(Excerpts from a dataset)
○ ○ ○ ○ ○ ○ ○

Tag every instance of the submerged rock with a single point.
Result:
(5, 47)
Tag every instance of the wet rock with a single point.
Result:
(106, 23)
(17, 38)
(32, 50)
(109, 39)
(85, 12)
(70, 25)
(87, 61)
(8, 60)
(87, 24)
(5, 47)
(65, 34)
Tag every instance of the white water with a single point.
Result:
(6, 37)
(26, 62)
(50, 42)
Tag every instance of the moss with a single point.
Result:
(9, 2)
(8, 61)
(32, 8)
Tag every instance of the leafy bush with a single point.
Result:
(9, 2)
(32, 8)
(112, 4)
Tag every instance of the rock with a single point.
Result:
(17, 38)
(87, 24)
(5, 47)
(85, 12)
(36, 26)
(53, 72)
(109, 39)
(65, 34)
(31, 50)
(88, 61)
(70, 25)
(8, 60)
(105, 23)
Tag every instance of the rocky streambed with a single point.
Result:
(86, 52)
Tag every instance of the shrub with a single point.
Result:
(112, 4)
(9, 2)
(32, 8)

○ ○ ○ ○ ○ ○ ○

Print the entries again so that each one matches exactly.

### Completed exercise
Tag every instance of the submerged rock with a single point.
Result:
(5, 47)
Tag every instance of the wet rock with a single point.
Result:
(106, 23)
(17, 38)
(32, 50)
(109, 39)
(85, 12)
(70, 25)
(87, 61)
(8, 60)
(87, 24)
(5, 47)
(65, 34)
Tag every instance of the white water with a single point.
Result:
(6, 37)
(26, 62)
(50, 42)
Tag every instance of the moss with a single point.
Result:
(9, 2)
(8, 61)
(32, 8)
Tag every instance of the leafy bush with a single point.
Result:
(9, 2)
(32, 8)
(112, 4)
Tag every instance of the rock with a single point.
Result:
(17, 38)
(87, 24)
(5, 47)
(85, 12)
(36, 26)
(53, 72)
(109, 39)
(65, 34)
(31, 50)
(88, 61)
(70, 25)
(8, 60)
(105, 23)
Tag every instance of the rocky streambed with a single point.
Result:
(86, 52)
Tag every instance of the shrub with a single point.
Result:
(112, 4)
(9, 2)
(32, 8)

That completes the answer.